■ **Problem to solve**
Restate, word for word, each entry that follows, but skip its pictures.

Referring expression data
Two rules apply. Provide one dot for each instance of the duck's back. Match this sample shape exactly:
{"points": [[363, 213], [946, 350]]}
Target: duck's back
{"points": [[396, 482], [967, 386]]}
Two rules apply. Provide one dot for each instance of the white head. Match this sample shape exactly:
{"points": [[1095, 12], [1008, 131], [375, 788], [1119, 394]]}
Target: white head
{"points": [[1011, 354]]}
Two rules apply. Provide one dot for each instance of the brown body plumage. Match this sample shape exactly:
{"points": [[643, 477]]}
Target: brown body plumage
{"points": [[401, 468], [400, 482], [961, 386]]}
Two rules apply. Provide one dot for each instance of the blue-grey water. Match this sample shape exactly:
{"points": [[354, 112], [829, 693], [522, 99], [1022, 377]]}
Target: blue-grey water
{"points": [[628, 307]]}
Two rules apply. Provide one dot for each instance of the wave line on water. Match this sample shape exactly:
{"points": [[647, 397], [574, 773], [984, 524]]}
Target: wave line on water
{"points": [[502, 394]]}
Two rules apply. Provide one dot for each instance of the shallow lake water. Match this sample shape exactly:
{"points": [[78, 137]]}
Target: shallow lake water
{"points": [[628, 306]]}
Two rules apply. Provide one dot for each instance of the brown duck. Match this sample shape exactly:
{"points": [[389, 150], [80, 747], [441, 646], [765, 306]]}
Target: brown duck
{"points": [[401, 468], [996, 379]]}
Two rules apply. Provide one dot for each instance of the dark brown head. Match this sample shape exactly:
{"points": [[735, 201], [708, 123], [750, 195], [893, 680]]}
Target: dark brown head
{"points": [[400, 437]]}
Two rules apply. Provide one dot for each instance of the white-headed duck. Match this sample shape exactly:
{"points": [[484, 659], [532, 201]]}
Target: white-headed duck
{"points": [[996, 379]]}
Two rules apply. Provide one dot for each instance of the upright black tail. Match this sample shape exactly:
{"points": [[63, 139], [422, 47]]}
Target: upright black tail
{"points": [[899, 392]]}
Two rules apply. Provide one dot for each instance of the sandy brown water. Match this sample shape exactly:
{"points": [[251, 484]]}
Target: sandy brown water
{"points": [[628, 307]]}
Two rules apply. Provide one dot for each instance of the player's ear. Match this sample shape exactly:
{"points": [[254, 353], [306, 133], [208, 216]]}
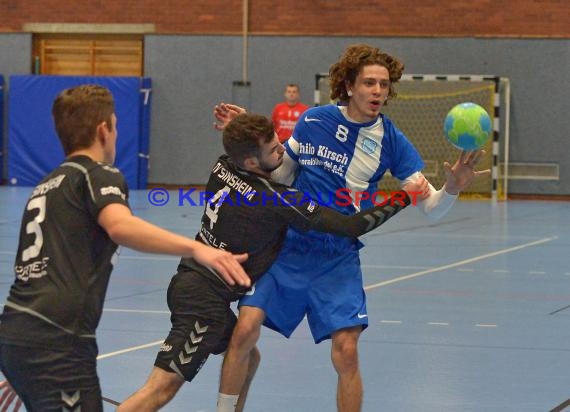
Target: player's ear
{"points": [[103, 132], [250, 163]]}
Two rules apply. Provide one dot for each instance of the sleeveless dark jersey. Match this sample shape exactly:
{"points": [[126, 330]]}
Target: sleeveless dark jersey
{"points": [[64, 257], [248, 213]]}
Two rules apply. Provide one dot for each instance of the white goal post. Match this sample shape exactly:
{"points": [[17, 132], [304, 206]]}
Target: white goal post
{"points": [[419, 110]]}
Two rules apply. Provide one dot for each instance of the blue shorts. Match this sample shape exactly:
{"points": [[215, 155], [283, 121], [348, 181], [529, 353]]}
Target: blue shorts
{"points": [[316, 275]]}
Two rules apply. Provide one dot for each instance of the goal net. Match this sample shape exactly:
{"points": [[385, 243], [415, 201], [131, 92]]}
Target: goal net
{"points": [[419, 110]]}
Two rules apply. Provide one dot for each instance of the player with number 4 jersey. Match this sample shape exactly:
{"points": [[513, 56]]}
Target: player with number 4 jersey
{"points": [[246, 212]]}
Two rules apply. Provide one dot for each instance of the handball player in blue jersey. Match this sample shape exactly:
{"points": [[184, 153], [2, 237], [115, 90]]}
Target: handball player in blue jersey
{"points": [[349, 147]]}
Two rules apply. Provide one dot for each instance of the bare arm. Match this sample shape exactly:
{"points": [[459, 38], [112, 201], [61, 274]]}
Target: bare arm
{"points": [[362, 222], [369, 219], [459, 176], [130, 231], [225, 113]]}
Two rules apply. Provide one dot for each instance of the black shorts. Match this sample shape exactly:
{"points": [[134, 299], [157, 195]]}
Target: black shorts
{"points": [[202, 324], [48, 380]]}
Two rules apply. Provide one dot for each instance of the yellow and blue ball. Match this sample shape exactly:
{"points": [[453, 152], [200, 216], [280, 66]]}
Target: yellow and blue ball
{"points": [[467, 126]]}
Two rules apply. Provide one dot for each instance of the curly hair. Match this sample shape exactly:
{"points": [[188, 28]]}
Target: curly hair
{"points": [[350, 64]]}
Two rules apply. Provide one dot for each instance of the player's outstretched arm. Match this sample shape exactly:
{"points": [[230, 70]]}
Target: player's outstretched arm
{"points": [[462, 173], [130, 231], [8, 397], [459, 176], [225, 113]]}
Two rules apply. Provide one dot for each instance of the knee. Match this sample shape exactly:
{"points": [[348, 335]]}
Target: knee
{"points": [[245, 335], [254, 357], [345, 354]]}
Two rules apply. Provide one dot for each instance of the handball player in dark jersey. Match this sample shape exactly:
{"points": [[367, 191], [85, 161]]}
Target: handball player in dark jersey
{"points": [[246, 213], [72, 225]]}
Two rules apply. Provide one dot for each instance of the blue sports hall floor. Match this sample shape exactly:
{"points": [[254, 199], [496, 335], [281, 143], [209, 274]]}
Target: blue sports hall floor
{"points": [[467, 314]]}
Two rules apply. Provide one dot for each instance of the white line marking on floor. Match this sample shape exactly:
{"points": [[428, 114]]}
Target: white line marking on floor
{"points": [[138, 311], [131, 349], [460, 263]]}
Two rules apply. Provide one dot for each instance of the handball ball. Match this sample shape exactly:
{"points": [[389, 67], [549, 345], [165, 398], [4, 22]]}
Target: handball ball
{"points": [[467, 126]]}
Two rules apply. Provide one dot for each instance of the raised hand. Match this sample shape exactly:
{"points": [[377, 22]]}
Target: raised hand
{"points": [[224, 113], [462, 173]]}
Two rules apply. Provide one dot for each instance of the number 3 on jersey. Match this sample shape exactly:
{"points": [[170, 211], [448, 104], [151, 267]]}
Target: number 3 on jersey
{"points": [[214, 203], [33, 228]]}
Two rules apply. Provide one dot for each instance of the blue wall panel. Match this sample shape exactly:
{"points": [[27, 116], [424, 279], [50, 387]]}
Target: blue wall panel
{"points": [[34, 149]]}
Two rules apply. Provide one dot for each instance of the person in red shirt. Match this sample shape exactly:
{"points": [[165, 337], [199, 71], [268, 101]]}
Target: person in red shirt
{"points": [[285, 114]]}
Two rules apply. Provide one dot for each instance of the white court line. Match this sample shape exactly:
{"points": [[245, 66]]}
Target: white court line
{"points": [[131, 349], [138, 311], [385, 283], [461, 262]]}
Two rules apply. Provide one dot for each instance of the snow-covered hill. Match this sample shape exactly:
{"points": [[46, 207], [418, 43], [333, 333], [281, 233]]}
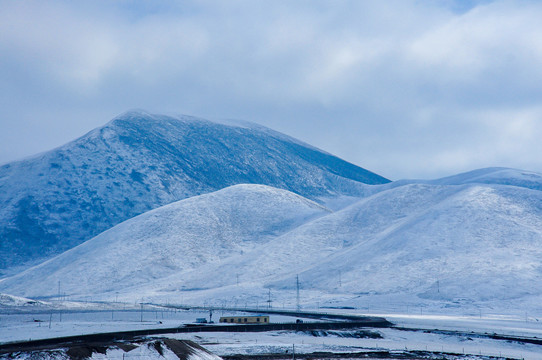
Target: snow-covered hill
{"points": [[461, 242], [178, 237], [138, 162]]}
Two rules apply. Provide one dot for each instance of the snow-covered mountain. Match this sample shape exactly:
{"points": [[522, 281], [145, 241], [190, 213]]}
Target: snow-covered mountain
{"points": [[175, 238], [138, 162], [432, 242]]}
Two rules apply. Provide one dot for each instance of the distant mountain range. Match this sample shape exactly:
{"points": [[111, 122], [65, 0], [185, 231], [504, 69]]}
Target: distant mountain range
{"points": [[198, 211], [449, 241], [138, 162]]}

■ **Task result**
Two rules apply. Provide one dot for each instance of the duck's back. Match this sample shape exactly:
{"points": [[363, 213], [946, 350]]}
Target: duck's back
{"points": [[396, 482], [967, 386]]}
Two rules apply. Provide one dot for each instance of the white head. Match this sample shape exactly:
{"points": [[1095, 12], [1008, 131], [375, 788], [1119, 394]]}
Target: white head
{"points": [[1011, 354]]}
Two rules apply. Provide one dot for each instance of the brown body plumage. Match this sample shape exactly:
{"points": [[643, 477]]}
Target: brown body plumage
{"points": [[401, 468], [400, 482], [961, 386]]}
Two rules apply. Provide one dot for each instance of the blue-grey water. Match this sample shape exactly:
{"points": [[354, 112], [829, 693], [522, 99], [1022, 377]]}
Target: blue-grey water
{"points": [[628, 307]]}
Two rules apply. Provide one dot for each instance of the wave line on water. Match this sample shape exactly:
{"points": [[647, 397], [574, 773], [984, 524]]}
Target: wave line on water
{"points": [[502, 394]]}
Two rules apply. Provide one dot for each instance of the shallow lake water. Match this sample shape exactly:
{"points": [[78, 137]]}
Target: shallow lake water
{"points": [[628, 306]]}
Two rules apply. Provide one dot for each instance of the brown duck. Match this sample shape exactly:
{"points": [[389, 150], [80, 747], [441, 646], [765, 306]]}
Target: brown duck
{"points": [[401, 468], [996, 379]]}
Two rules apply. Provide one dot for each instance of the dark brown head. Match this sample shape exactly:
{"points": [[735, 201], [708, 123], [750, 195], [893, 680]]}
Target: dark brown head
{"points": [[400, 437]]}
Two rules apply. Provide one dot for each instance of the white-headed duck. Match this sample shape exactly:
{"points": [[484, 659], [532, 201]]}
Target: white-headed duck
{"points": [[996, 379]]}
Two rules apply. Provide one dot for each instance of the upright black tail. Match this sample shape exactly:
{"points": [[63, 139], [422, 47]]}
Target: upright black tail
{"points": [[899, 392]]}
Two rules apply. Provide one dot for each instance of the sandy brown water. Match this sample shape exactly:
{"points": [[251, 484]]}
Target: sandy brown water
{"points": [[628, 307]]}
Two rules apply. Provide one dot for each instance of the player's ear. Match this sample shape exactly:
{"points": [[254, 353], [306, 133], [208, 216]]}
Target: player's ear
{"points": [[103, 132], [250, 163]]}
Two rules apply. Provide one dot for each instance of the sleeveless dark jersey. Match this sample shape exactly:
{"points": [[126, 330]]}
Target: sleeveless dark jersey
{"points": [[64, 257], [248, 213]]}
Two rules apply. Provide one dot for each instance of the white goal post. Match this sample shape exactly:
{"points": [[17, 132], [304, 206]]}
Target: white goal post
{"points": [[419, 110]]}
Two rules apply. Provide one dot for each instance of the blue shorts. Match this sample shape exactly:
{"points": [[215, 155], [283, 121], [348, 181], [529, 353]]}
Target: blue shorts
{"points": [[316, 275]]}
Two rules apply. Provide one dot for each instance of the goal net. Match this sample shape exactly:
{"points": [[385, 243], [415, 201], [131, 92]]}
Target: goal net
{"points": [[419, 110]]}
Two rules apply. Provide one dot for each instance of the player with number 4 jersey. Match this sample shape exactly:
{"points": [[513, 56]]}
Target: player with number 4 jersey
{"points": [[246, 212]]}
Two rules apply. Provide one dot for each instance of the handball player in blue jersey. Match this sample shape exactly:
{"points": [[184, 153], [2, 237], [115, 90]]}
Target: handball player in blue jersey
{"points": [[349, 147]]}
Two rules apply. Provide one dot for each instance of the bare arm. Match this sample shape exactly:
{"points": [[459, 38], [112, 201], [61, 274]]}
Target: bare arm
{"points": [[362, 222], [369, 219], [459, 176], [130, 231], [225, 113]]}
Two rules apply. Provide one dot for each instance of the black shorts. Match this sample shape exactly:
{"points": [[134, 299], [157, 195]]}
Target: black shorts
{"points": [[202, 324], [48, 380]]}
Two rules apply. Provide one dot for each instance of the yellow and blue ball. Match this sample shape exactly:
{"points": [[453, 152], [200, 216], [280, 66]]}
Target: yellow and blue ball
{"points": [[467, 126]]}
Two rules apply. Provide one dot for each instance of the curly hair. Match this sample shape exactly:
{"points": [[188, 28]]}
Target: curly hair
{"points": [[350, 64]]}
Two rules apply. Provide one dot for each instance of the player's outstretched arm. Match this sample shape exactly:
{"points": [[230, 70]]}
Target: player's outstretched arm
{"points": [[462, 173], [130, 231], [8, 397], [459, 176], [225, 113]]}
Two rules apply. Provide one dot for each instance of the knee. Match this sample shape exactly:
{"points": [[348, 335]]}
Target: knee
{"points": [[245, 335], [254, 357], [345, 354]]}
Two rules apply. Provide one dot for each instance of the handball player in dark jersey. Match this sample shape exactly:
{"points": [[367, 191], [85, 161]]}
Target: handball player in dark jersey
{"points": [[246, 213], [72, 225]]}
Two rules apply. Provide one dot for each instance of the blue sports hall floor. Match this sample shape exactly:
{"points": [[254, 199], [496, 335], [281, 143], [209, 274]]}
Target: blue sports hall floor
{"points": [[467, 314]]}
Two rules apply. Provide one dot for each instance of the white line marking on floor. Match this sample shape exactly:
{"points": [[428, 114]]}
Target: white line marking on floor
{"points": [[138, 311], [131, 349], [460, 263]]}
Two rules apply. Provide one dot for each instance of the handball ball. Match this sample shape exactly:
{"points": [[389, 67], [549, 345], [165, 398], [4, 22]]}
Target: handball ball
{"points": [[467, 126]]}
Two rules apply. Provide one dot for each instance of the raised hand. Match this sample shape exactly:
{"points": [[377, 22]]}
Target: raised hand
{"points": [[224, 113], [462, 173]]}
Two rules apply. Provide one dot for each instance of the number 3 on jersey. Match this sample shape exactly:
{"points": [[170, 211], [448, 104], [151, 267]]}
Target: number 3 on jersey
{"points": [[214, 203], [33, 228]]}
Two rules apply. Provide one dot for each instance of the blue wall panel. Match this sample shape exactly:
{"points": [[27, 116], [424, 279], [50, 387]]}
Target: blue wall panel
{"points": [[34, 149]]}
Two rules apply. Provide one dot for each instance of the person in red shirt. Match this sample shape exactly:
{"points": [[165, 337], [199, 71], [268, 101]]}
Target: person in red shirt
{"points": [[285, 114]]}
Two rules apply. Provide one dot for each instance of the white court line. Match this sample shape exactly:
{"points": [[245, 66]]}
Target: white court line
{"points": [[131, 349], [138, 311], [385, 283], [461, 262]]}
Two rules apply. Provide one dot for each instance of the snow-covered hill. Match this sample shape exactly:
{"points": [[46, 207], [418, 43], [333, 333], [281, 233]]}
Target: snow-covered hill
{"points": [[461, 242], [178, 237], [138, 162]]}
Two rules apply. Provide one dot for each instance of the snow-covered mountain. Match this sample shape exactly:
{"points": [[522, 281], [145, 241], [190, 213]]}
Target: snow-covered mountain
{"points": [[175, 238], [138, 162], [432, 242]]}
Two rules apply. Provide one dot for each instance of the distant mountain range. Match this sample shape exactly:
{"points": [[111, 122], [65, 0], [185, 231], [504, 69]]}
Target: distant mountain range
{"points": [[198, 211], [449, 241], [138, 162]]}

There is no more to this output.